Exercise brief ▸
Each line below with the string "airplane" should be copied.

Recorded data

********************

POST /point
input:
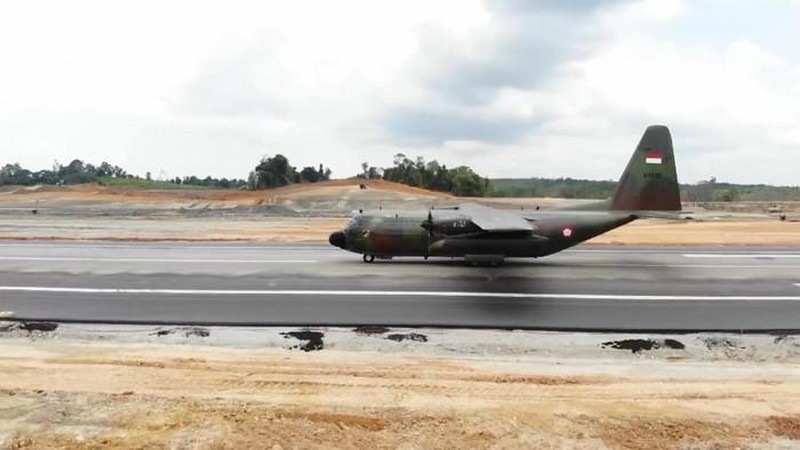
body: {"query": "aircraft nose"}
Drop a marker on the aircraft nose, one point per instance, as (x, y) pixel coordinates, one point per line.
(338, 239)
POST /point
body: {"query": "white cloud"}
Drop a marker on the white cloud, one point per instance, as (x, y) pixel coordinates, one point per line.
(511, 90)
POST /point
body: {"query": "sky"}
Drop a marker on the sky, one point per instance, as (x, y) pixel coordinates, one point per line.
(511, 88)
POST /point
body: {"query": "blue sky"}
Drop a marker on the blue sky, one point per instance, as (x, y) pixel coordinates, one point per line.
(512, 88)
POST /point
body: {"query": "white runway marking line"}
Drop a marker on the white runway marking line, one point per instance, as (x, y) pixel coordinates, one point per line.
(520, 295)
(161, 260)
(741, 255)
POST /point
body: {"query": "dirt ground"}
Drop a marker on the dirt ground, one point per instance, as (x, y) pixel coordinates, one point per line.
(309, 213)
(81, 394)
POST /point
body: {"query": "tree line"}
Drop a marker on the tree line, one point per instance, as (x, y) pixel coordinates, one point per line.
(79, 172)
(704, 191)
(276, 171)
(460, 181)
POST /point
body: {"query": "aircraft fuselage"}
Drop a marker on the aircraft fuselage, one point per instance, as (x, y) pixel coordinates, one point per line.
(389, 234)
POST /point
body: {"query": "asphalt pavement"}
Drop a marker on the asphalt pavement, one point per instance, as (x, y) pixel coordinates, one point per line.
(586, 288)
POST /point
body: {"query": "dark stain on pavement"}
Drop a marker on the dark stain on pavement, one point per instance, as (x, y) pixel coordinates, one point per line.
(38, 326)
(416, 337)
(370, 330)
(637, 345)
(313, 340)
(196, 331)
(187, 332)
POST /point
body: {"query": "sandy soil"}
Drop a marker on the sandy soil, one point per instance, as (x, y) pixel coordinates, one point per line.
(84, 394)
(317, 230)
(98, 213)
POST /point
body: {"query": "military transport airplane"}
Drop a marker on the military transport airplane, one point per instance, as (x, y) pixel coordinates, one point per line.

********************

Response for this exercise ▸
body: {"query": "military transport airplane"}
Drop a marker on the military transport airplane, one point per instance, as (x, y) pixel coordinates, one point per line.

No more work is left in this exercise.